Instruction ▸
Recast the records below as a numbered list, starting at the line that contains "Where is each instance of the overcast" and ending at the line that contains "point(78, 66)". Include only those lines, and leave out any blank ones.

Exercise input ▸
start

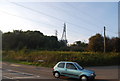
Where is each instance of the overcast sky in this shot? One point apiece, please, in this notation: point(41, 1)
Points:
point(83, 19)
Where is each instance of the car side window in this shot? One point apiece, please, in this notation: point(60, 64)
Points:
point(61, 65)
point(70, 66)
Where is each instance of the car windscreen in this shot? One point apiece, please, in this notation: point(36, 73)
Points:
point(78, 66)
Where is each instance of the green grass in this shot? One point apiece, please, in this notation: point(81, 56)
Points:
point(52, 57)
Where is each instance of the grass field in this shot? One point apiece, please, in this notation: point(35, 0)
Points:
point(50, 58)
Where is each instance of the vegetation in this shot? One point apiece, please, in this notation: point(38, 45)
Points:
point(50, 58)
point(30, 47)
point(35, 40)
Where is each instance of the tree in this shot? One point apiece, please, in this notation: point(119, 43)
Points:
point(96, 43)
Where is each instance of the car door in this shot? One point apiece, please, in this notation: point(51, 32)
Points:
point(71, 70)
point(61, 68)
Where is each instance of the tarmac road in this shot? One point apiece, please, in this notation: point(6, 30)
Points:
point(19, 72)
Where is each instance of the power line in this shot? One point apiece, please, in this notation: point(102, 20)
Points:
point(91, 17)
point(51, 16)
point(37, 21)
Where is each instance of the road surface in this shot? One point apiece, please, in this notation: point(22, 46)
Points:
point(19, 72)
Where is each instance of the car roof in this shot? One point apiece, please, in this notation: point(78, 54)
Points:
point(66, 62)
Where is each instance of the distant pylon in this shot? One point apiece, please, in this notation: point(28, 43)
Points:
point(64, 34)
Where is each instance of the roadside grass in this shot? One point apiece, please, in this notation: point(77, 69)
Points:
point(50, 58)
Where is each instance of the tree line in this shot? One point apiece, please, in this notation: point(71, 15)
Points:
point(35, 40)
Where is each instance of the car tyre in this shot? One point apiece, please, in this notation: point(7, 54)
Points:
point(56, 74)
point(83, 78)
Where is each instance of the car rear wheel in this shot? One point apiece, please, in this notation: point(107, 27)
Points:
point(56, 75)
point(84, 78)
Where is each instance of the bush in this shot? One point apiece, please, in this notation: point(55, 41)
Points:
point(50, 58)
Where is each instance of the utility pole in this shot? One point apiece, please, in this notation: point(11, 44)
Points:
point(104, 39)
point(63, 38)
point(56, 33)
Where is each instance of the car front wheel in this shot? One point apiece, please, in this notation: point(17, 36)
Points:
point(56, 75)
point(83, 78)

end
start

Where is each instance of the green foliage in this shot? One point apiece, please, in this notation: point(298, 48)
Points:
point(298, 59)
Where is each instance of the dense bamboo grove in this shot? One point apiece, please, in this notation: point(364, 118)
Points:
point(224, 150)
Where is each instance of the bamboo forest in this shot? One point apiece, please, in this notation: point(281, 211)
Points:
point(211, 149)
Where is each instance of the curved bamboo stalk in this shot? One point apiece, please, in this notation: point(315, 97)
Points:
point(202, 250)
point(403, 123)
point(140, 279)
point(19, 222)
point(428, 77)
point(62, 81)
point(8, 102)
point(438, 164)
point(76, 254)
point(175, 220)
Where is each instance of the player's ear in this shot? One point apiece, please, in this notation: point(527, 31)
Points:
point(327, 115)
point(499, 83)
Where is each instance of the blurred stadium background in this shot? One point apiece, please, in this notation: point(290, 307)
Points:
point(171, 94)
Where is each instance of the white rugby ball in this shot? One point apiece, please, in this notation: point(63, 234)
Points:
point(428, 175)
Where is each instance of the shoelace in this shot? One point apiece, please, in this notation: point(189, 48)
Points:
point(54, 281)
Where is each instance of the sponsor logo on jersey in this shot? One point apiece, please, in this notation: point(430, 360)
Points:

end

In response ▸
1. Where is each instance of the overcast sky in this shot? One point apiece, please, in this notation: point(41, 1)
2. Points:
3. point(83, 19)
4. Where is each instance of the car side window in this shot? One point apiece, please, in this notation: point(60, 64)
5. Points:
6. point(61, 65)
7. point(70, 66)
8. Where is each instance of the car windscreen in this shot? One point apiece, please, in this notation: point(36, 73)
9. Points:
10. point(78, 66)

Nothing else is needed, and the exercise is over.